** Opening GIVEN DATA block **
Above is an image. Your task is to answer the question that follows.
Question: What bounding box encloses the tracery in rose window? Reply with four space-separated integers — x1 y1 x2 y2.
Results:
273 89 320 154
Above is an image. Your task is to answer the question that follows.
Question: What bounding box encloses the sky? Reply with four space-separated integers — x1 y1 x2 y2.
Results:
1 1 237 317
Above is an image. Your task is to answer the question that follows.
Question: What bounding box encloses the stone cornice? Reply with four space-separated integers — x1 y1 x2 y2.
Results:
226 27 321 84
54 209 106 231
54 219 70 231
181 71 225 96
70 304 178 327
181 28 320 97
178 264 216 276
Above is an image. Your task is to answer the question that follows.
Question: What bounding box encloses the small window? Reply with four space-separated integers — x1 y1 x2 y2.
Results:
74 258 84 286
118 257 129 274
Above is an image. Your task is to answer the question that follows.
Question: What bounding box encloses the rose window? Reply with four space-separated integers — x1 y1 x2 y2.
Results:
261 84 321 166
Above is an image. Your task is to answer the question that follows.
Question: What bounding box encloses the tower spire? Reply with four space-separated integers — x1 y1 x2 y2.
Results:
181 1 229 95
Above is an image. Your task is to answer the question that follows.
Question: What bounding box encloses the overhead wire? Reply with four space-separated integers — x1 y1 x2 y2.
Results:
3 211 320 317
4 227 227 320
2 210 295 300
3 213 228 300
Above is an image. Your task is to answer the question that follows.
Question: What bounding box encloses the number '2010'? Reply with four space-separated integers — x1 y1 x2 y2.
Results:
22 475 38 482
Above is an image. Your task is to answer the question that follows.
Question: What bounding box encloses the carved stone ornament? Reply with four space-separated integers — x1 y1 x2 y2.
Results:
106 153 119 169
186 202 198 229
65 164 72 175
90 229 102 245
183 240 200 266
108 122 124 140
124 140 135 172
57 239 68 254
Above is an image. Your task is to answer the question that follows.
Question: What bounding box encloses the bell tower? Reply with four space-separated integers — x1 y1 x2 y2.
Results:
** Closing GIVEN DATA block **
- WHAT YOU NEED TO DO
Above are the records; report each line in them that includes the word "tower".

- FINISHED TASK
Question: What bounding box encloses the tower spire? Reply with four space-separated integers — x1 y1 x2 y2.
Question: What bounding box encloses the bell tower? Reply with four space-separated integers — x1 y1 x2 y2.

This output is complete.